* **Your instructions**: State how many lines in the listing below contain the string "child". Reply with the number alone.

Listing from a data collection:
--

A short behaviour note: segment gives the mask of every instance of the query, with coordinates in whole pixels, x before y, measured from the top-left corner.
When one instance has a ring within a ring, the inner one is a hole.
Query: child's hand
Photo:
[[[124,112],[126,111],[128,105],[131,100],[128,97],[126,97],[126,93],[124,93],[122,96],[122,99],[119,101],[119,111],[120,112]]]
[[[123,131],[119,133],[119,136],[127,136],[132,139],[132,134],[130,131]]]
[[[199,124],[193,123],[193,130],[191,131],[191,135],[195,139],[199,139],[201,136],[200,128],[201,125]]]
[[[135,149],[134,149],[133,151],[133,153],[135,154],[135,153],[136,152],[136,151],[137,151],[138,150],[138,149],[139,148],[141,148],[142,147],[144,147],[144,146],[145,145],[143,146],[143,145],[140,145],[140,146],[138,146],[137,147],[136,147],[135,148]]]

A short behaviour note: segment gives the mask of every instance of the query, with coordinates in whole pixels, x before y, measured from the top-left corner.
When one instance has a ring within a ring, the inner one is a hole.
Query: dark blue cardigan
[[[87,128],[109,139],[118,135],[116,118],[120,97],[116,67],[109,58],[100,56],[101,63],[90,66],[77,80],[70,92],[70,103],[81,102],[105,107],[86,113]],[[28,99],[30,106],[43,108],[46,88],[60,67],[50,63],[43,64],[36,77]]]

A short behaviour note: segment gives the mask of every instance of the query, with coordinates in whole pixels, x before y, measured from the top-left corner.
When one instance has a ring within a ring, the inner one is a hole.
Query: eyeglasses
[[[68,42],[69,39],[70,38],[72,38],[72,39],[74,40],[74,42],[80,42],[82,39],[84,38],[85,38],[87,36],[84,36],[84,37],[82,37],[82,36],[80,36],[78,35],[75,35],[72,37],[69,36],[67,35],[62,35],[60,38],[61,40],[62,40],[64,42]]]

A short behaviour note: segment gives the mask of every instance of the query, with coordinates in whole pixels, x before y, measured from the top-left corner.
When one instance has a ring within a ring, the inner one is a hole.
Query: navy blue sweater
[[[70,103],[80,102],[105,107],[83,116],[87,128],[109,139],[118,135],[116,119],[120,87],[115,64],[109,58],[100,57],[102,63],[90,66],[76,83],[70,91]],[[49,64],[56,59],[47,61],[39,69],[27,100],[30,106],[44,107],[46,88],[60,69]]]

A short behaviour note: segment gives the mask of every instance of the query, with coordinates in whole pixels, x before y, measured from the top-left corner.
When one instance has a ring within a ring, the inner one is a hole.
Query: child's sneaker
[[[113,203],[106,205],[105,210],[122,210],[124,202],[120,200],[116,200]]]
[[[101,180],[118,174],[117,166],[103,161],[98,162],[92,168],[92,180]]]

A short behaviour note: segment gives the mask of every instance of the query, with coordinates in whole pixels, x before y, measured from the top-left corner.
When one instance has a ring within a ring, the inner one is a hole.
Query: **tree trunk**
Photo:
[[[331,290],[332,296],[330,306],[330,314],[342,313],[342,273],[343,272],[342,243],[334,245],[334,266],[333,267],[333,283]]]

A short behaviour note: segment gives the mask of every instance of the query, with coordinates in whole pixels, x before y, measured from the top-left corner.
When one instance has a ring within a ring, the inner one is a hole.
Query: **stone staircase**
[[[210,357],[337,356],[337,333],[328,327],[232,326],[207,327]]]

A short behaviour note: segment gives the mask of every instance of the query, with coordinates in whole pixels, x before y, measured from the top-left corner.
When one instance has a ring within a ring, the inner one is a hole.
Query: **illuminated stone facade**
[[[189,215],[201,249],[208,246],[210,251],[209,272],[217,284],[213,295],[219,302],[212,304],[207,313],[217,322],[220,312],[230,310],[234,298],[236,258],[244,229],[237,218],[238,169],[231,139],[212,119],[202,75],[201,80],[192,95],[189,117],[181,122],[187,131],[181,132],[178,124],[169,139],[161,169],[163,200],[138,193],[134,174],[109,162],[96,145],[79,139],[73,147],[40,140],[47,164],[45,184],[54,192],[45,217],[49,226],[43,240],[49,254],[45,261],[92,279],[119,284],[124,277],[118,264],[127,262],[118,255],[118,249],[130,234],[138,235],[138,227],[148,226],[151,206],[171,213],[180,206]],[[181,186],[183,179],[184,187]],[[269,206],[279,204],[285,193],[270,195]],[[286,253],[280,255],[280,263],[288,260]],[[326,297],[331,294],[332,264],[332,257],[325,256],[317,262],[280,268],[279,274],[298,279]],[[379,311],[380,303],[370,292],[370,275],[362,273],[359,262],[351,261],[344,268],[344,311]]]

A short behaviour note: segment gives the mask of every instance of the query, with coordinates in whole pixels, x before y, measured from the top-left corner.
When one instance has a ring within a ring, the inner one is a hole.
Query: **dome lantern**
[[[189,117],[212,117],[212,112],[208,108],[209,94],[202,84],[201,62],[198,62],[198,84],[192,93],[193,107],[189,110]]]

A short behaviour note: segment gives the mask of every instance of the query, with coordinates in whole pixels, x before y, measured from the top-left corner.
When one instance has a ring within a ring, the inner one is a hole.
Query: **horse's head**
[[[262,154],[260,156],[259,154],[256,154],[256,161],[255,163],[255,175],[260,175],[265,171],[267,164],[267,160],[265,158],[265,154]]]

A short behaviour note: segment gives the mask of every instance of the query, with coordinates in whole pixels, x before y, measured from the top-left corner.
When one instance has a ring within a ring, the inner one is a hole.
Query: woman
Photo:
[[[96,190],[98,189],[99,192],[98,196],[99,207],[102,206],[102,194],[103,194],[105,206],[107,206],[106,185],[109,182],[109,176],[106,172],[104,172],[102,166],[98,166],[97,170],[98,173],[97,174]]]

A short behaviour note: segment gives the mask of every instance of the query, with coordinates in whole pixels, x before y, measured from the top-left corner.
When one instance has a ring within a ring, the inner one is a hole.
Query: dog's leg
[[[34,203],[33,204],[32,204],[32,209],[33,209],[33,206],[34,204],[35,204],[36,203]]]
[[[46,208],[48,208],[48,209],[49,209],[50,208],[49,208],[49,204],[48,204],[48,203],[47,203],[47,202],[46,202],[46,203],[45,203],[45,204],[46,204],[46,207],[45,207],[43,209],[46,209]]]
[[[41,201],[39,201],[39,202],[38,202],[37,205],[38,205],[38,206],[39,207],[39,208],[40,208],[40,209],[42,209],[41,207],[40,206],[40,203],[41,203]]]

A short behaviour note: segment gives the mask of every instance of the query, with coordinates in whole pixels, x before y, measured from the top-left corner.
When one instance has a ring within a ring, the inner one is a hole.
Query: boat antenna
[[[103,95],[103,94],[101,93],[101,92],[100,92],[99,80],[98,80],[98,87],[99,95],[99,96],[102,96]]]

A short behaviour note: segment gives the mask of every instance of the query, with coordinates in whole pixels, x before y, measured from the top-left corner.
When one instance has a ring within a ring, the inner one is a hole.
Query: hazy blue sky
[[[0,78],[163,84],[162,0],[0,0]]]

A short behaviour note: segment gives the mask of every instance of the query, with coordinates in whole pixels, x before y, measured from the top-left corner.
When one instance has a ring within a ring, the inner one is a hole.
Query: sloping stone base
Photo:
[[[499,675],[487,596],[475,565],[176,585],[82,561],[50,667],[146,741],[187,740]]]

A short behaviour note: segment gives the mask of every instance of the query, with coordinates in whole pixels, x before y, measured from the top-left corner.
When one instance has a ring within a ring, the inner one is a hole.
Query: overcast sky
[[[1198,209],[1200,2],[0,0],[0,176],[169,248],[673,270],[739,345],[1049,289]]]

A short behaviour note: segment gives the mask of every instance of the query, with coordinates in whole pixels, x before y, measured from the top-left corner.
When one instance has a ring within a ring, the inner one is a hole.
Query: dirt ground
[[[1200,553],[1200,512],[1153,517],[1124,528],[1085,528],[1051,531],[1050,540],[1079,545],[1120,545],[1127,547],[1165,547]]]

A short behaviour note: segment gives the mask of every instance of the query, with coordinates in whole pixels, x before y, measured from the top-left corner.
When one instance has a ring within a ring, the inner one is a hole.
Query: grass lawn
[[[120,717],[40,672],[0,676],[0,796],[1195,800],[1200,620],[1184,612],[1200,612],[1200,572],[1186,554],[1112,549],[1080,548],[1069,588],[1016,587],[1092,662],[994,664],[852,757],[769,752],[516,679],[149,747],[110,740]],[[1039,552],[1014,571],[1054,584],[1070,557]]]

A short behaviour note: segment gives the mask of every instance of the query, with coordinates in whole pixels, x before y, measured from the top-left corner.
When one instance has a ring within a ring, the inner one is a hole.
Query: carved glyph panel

--

* **Task response**: 2